_TASK DIRECTIONS:_
Quote all lines below exactly. Images stay out.
■ ■ ■
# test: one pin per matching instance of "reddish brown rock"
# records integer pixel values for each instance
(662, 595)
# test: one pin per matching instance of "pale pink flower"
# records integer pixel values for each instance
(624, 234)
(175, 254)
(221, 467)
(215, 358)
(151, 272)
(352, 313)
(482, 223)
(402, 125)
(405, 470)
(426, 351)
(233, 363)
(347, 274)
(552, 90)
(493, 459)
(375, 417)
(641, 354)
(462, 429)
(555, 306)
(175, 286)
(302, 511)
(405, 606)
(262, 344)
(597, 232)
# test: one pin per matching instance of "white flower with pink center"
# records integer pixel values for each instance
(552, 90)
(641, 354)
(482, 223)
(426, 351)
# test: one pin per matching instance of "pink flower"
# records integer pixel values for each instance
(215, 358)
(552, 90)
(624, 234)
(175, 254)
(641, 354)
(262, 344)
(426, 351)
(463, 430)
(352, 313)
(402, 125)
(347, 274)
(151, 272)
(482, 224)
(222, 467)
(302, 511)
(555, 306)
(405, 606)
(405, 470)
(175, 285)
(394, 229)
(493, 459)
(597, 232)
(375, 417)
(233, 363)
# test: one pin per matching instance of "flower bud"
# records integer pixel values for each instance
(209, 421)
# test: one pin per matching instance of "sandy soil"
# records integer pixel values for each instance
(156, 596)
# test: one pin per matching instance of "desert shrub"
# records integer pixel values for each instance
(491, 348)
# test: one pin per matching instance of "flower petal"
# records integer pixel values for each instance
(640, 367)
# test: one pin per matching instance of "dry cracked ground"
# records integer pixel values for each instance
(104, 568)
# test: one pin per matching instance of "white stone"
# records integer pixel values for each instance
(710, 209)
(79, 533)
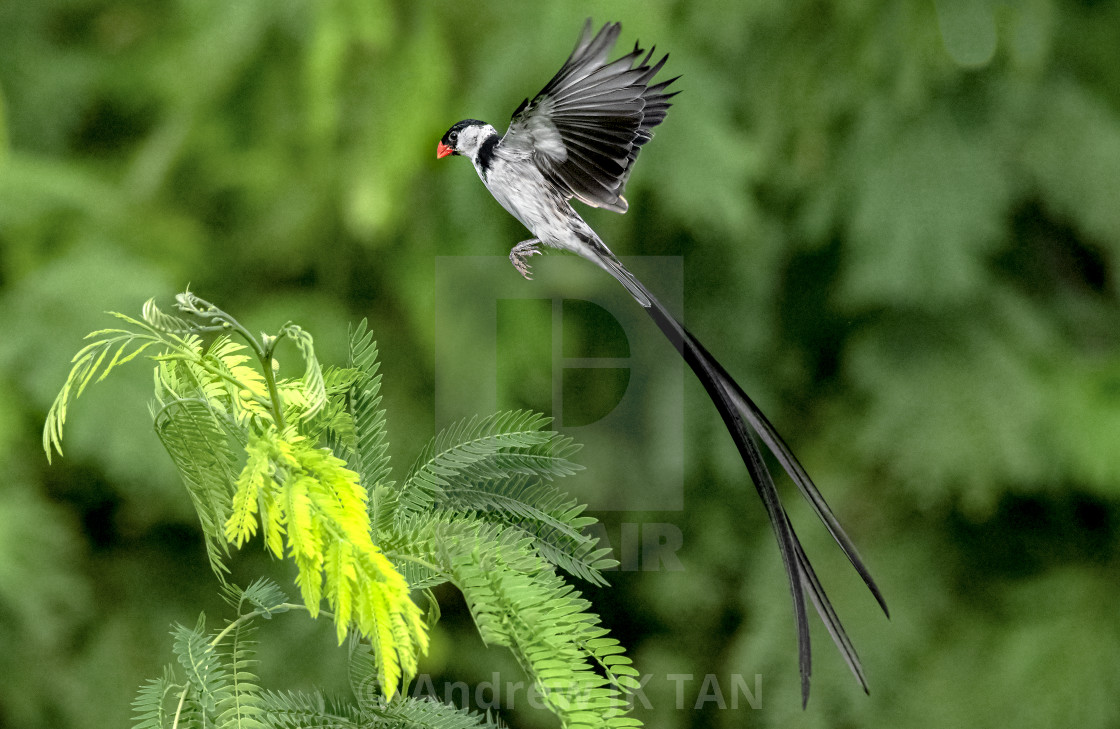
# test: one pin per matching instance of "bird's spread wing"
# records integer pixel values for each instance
(587, 125)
■ ■ ■
_ANSWER TO THIS PROBLEM:_
# test: one pin per matching instance of "reddish brown rock"
# records integer pixel values for each instance
(662, 595)
# test: one pin per matching instance of "pale pink flower"
# records integer pixel values for each instance
(624, 234)
(175, 254)
(221, 467)
(215, 358)
(151, 272)
(352, 313)
(482, 223)
(402, 125)
(405, 470)
(426, 351)
(233, 363)
(347, 274)
(552, 90)
(493, 459)
(375, 417)
(641, 354)
(462, 429)
(555, 306)
(175, 286)
(302, 511)
(405, 606)
(262, 344)
(597, 232)
# test: one pin per matching instance of "white flower with pink center"
# records integer pixel values for each instance
(552, 90)
(641, 354)
(482, 223)
(426, 351)
# test: one pin per matching instance of "pink flower"
# records integer pixel values for each instance
(215, 358)
(552, 90)
(624, 234)
(175, 254)
(641, 354)
(262, 344)
(426, 351)
(463, 430)
(352, 313)
(402, 125)
(347, 274)
(151, 272)
(482, 224)
(222, 467)
(302, 511)
(555, 306)
(405, 606)
(405, 470)
(175, 285)
(394, 229)
(493, 459)
(597, 232)
(375, 417)
(233, 363)
# test: one pin per matching instance of "flower bud"
# records integer pixel values for each instance
(209, 421)
# test: one pin per matching instance of "sandy soil"
# records integer pixel values for each instance
(156, 596)
# test: one pin per matching instance of "desert shrub"
# records integer pixel values for each instance
(491, 348)
# test: one pin per matching instance of "flower petal"
# records integer pixel values for each instance
(640, 367)
# test: one pin per matching instance of "dry cracked ground"
# records integer pixel values for each instance
(104, 568)
# test: one pin per matching instance of "white stone"
# records integer pixel values for each instance
(710, 209)
(79, 533)
# test: one pin per matching instance of "bird's spread wing"
# records integer pixel values for each instance
(587, 125)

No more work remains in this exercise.